%%

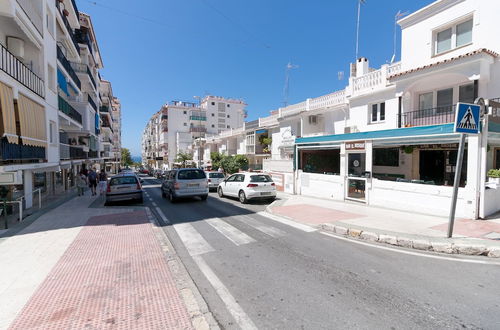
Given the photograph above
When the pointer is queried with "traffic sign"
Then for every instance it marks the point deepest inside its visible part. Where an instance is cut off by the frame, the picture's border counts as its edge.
(467, 118)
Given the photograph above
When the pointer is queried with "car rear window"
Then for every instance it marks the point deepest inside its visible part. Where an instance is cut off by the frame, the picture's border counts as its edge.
(191, 175)
(123, 180)
(260, 178)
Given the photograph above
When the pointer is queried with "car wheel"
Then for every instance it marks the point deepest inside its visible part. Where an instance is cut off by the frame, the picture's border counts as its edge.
(171, 197)
(242, 197)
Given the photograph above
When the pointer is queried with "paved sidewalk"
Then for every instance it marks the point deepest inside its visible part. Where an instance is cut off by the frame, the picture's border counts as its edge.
(81, 267)
(329, 214)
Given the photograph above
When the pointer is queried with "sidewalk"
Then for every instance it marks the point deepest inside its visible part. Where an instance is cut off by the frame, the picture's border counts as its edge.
(81, 267)
(479, 237)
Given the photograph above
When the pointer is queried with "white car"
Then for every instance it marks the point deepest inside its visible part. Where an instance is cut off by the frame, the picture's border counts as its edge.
(248, 185)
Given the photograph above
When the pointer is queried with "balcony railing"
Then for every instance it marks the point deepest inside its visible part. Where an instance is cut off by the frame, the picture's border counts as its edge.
(17, 70)
(91, 102)
(434, 116)
(67, 66)
(67, 109)
(12, 151)
(71, 32)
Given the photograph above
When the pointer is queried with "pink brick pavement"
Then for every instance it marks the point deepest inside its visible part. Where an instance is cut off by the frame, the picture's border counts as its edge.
(313, 214)
(113, 276)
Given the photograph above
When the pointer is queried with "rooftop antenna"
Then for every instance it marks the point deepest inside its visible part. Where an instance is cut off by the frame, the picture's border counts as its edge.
(357, 27)
(289, 67)
(398, 15)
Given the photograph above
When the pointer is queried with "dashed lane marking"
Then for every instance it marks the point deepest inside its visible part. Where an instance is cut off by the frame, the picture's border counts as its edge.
(231, 233)
(290, 223)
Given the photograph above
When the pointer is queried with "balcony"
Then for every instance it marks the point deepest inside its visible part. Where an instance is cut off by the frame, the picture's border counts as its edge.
(67, 66)
(17, 70)
(16, 152)
(434, 116)
(68, 110)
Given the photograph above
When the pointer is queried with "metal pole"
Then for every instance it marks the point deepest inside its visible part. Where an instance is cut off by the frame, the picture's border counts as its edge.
(458, 170)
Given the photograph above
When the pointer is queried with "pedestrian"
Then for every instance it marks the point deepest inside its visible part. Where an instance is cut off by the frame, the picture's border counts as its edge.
(103, 182)
(92, 178)
(81, 183)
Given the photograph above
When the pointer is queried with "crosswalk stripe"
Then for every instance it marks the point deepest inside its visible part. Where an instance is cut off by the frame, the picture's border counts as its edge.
(268, 230)
(194, 242)
(231, 233)
(290, 223)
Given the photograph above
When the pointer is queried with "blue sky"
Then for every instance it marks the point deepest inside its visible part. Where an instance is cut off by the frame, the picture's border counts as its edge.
(155, 51)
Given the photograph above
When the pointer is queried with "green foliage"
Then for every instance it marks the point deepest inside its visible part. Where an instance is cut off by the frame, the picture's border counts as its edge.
(126, 158)
(493, 173)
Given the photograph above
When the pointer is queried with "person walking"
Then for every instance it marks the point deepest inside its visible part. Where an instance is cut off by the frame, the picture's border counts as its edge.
(103, 182)
(81, 183)
(92, 177)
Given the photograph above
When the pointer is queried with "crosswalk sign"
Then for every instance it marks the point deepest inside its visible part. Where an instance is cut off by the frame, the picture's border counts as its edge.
(467, 118)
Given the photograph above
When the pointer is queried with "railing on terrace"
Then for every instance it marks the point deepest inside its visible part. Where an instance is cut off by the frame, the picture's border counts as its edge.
(17, 70)
(328, 101)
(434, 116)
(67, 66)
(34, 14)
(67, 109)
(71, 32)
(91, 102)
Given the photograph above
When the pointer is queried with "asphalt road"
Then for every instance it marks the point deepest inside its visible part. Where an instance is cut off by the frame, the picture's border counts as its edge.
(256, 272)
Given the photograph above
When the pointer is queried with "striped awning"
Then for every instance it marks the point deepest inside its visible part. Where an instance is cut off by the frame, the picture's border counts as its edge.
(8, 127)
(32, 120)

%%

WHAT TO PRODUCE: Leave out all images, then reproduce the entries above exactly.

TASK SOLUTION:
Given the photograph above
When the pointer is queried with "traffic sign"
Then for every instance it marks the point deepest inside its visible part. Where an instance is cut off by the frame, the picture's border counts as its edge.
(467, 118)
Given the photograph above
When the pointer is queried with "car rear window"
Then for every instance it marks the point deepest inside its visible part. Where an instance is cut off by the frame, the picture's border counts as its edge.
(191, 175)
(123, 180)
(260, 178)
Given the photograph above
When the pointer is queried with "car wheel"
Then for every instance it marks the point deepest inside its visible part. Where an instance is cut off by the frame, the picture's border counts as its edge.
(171, 197)
(242, 197)
Given the photograph above
When the pointer is queried with "paved sidewalk"
Then for every instance it marks the point deepest inside its visible part. Where an instance is cut off by the frame, the picture's border counts as its edge.
(81, 267)
(329, 214)
Given the photograph above
When the pointer is queried with "sidewalk"
Then for every instance it marks the point deepest inside its visible part. Where an instance is cut off by the frame, the picture's border counts as its edge.
(81, 267)
(479, 237)
Given the photograph above
When the pointer is queried with "white car"
Then for every instance it marks the point deepest inside its visible part. Where an instance is cut off by the frame, the picture's border counts as its edge.
(248, 185)
Given the photograph above
When the pointer is queried with "balcony railing"
Then for every instance it marks the point deepest inside its visible part. Where an instance is cut off by the frame, the picture's border counts as its edge.
(17, 70)
(91, 102)
(434, 116)
(67, 66)
(67, 109)
(12, 151)
(71, 32)
Given the photograph above
When the pointer is queried with "pink brick pavement"
Then for every instance it marks the point deepest inside its visible part. Where an instance is cut off by the frame, the picture's border counts as its edge.
(313, 214)
(113, 276)
Given the photograph above
When the pointer is queried with "rooftop antenna"
Then for every instance it marks the point deepest inside its visible part. Where an instance is cut off by the frame, the picture's border counts as its edge.
(357, 27)
(289, 67)
(398, 15)
Given the photograph above
When the pointer is queried with "dashed lane marking"
Then for every instance it marks the point deepest inside its visible part. Where an instance is cut off by the frame, the picture's border counts as its edge.
(231, 233)
(290, 223)
Given the photograph above
When the pointer is queried with "balcony"
Then for every instance it marks the point deepest inside its visible part. Where an instance is cut off by the frame, the picture's border counts as its edge.
(67, 66)
(17, 70)
(16, 152)
(434, 116)
(68, 110)
Given the photograph above
When the pointer is queried with "metal pole"
Then for every instance it marks the point deepest inside its visible part. Where an instance is cut off by the frame, the picture's border counts as its edge.
(458, 170)
Given the photograph above
When the pointer is queried with "pedestrian"
Then for every instance it marks the point deepest inside its visible part. Where an instance is cut off by the frame, the picture's border counts as its edge.
(103, 182)
(92, 178)
(81, 183)
Given the photograph above
When the pointer is queried with "crosswalk stripe"
Then for every instance it marks the point deepest inside its visible part. Where an instance is cut off by the frame, the picture's border counts as its edge.
(268, 230)
(194, 242)
(231, 233)
(290, 223)
Given the photograph above
When the pointer is queried with "blue sky"
Then for every instance it marks the point deepest inside its visible part. Where an instance is cut off by the frame, the picture's border counts as its edge.
(155, 51)
Given the photograph above
When the pointer is queried with "green foliage"
Then for every instance it marks the point deepest inside its visible part. Where an instance is cut off by the frame, the picture's border counts as its edge.
(126, 158)
(493, 173)
Given the photograph above
When the pointer is queried with "person walking"
Then for every instance it marks the point deepest inside its visible part. Where an instance is cut off by the frame, the picture's border counts as its edge.
(103, 182)
(81, 183)
(92, 177)
Given the photograph above
When the pointer is queried with "crosswalk sign"
Then for every instance it marks the point deepest inside its visible part. Where an instance is cut off by the frame, the picture's border counts as its edge.
(467, 118)
Given the photograph above
When the pointer is queried with "railing on terrace"
Then for every instance it marks the point deepest inside its visible part. Where an instance is cut off by the frame, the picture's border counts as its edge.
(17, 70)
(328, 101)
(434, 116)
(67, 66)
(34, 14)
(67, 109)
(71, 32)
(91, 102)
Given the photograph above
When the pointer is queried with "asphalt road"
Then for every instance it marks the point deepest inside its visible part. Where an instance is cut off by the frame, the picture's border counts as its edge.
(256, 272)
Given the photograph above
When the pointer is queried with "striped awning"
Then for every instance it marks the point deepest inside its visible part. Where an instance is cut off by the frame, the picture's border counts as its edge.
(8, 127)
(32, 120)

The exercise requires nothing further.